— Start —
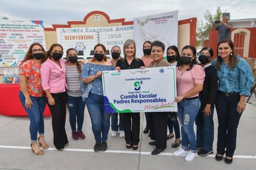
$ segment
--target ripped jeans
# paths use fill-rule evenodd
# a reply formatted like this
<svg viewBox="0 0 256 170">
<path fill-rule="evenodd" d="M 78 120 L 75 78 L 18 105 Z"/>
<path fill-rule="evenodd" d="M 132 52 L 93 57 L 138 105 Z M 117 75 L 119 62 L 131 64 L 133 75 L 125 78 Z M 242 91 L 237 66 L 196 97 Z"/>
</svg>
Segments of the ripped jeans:
<svg viewBox="0 0 256 170">
<path fill-rule="evenodd" d="M 185 150 L 196 153 L 196 135 L 194 123 L 200 107 L 199 99 L 178 103 L 178 117 L 181 127 L 181 145 Z"/>
<path fill-rule="evenodd" d="M 72 131 L 81 130 L 83 128 L 85 102 L 81 97 L 73 97 L 68 95 L 66 105 L 70 111 L 70 123 Z M 77 128 L 76 128 L 77 123 Z"/>
</svg>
— End —
__GIVEN TASK__
Copy every line of the records above word for word, omitting the pictures.

__TASK SOLUTION__
$ segment
--target ripped jeans
# paths use fill-rule evenodd
# a reply formatted like this
<svg viewBox="0 0 256 170">
<path fill-rule="evenodd" d="M 78 120 L 75 78 L 18 105 Z"/>
<path fill-rule="evenodd" d="M 132 52 L 93 57 L 138 105 Z M 117 75 L 119 62 L 131 64 L 133 75 L 125 78 Z M 242 91 L 237 66 L 196 97 Z"/>
</svg>
Segments of the ripped jeans:
<svg viewBox="0 0 256 170">
<path fill-rule="evenodd" d="M 185 150 L 196 153 L 196 135 L 194 123 L 200 107 L 199 99 L 178 103 L 178 117 L 181 127 L 181 145 Z"/>
<path fill-rule="evenodd" d="M 72 131 L 81 130 L 83 128 L 85 102 L 81 97 L 73 97 L 68 95 L 66 105 L 70 111 L 70 123 Z M 77 128 L 76 128 L 77 123 Z"/>
</svg>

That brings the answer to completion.